Task input:
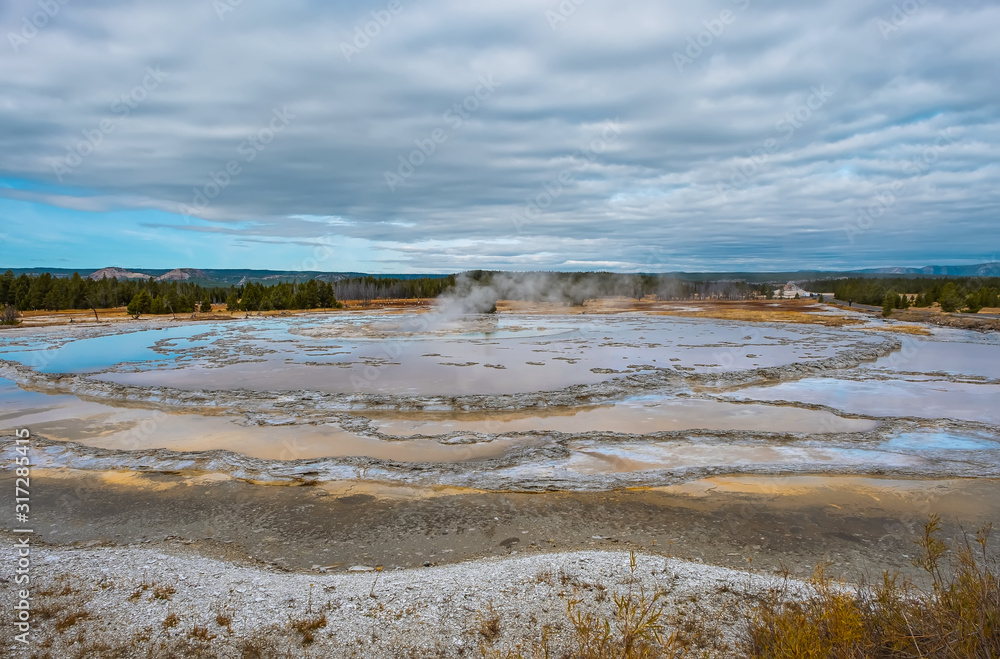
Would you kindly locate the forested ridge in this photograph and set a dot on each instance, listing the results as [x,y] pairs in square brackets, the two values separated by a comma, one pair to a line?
[952,293]
[45,292]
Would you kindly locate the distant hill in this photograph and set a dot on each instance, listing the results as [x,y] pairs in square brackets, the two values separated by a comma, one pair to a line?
[979,270]
[205,277]
[234,277]
[116,273]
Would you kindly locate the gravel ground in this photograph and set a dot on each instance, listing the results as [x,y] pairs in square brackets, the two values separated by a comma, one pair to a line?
[121,602]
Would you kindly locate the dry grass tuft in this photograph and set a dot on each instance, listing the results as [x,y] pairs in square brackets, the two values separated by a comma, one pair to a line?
[163,592]
[959,617]
[489,625]
[307,627]
[171,620]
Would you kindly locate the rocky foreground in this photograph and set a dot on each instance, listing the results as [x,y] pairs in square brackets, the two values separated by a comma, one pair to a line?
[131,601]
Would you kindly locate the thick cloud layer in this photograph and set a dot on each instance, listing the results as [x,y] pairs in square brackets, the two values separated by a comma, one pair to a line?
[445,135]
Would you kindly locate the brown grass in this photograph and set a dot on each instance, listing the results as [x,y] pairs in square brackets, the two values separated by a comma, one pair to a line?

Work required: Output all of the items above exactly as they appear, leaving out the pictures.

Result of the exercise:
Would you kindly locate the forested ridge in this photograph and set a dot on each instance, listing the results as [x,y] pairs in square brackets, the two values separated by a comma, one pair to a line?
[952,293]
[45,292]
Would you kindly locate the distant hill in this photograph and set a dot on each instance, listing the results as [x,y] pairs in square brackets, the two values separated by a comma, one pair to a line?
[979,270]
[205,277]
[234,277]
[116,273]
Would you kindly locate the gravel ground in this photograph and set a dot on each instance, listing the results as [x,y] pairs in square brackets, the two values separated by a comma, one pair to a line?
[121,602]
Would you kindly locate the dry grass tuft in this photograph and set a dot on each instance, listing the results as [x,y] pairs in square brackets, the two values separated by a comma, one pair to a line?
[163,592]
[959,617]
[489,625]
[307,627]
[171,620]
Would you kindly locate the rocky foreground in this photograph and set a dot on each instance, listing the results as [x,y] pairs in square brackets, the two values separated by a comma, one pair to a line?
[131,601]
Would you kindly locate the thick cloud layer in this photograph and set a dot on each instance, listing the results as [x,y] pairs in square brackets, the two values separated by a comma, one pair to a line?
[445,135]
Would you kindly locate the brown grass in this photograph and set a dot on each instance, listing the results as [x,y] pairs in square brackets, the two values separated by a comma, one pair to a line?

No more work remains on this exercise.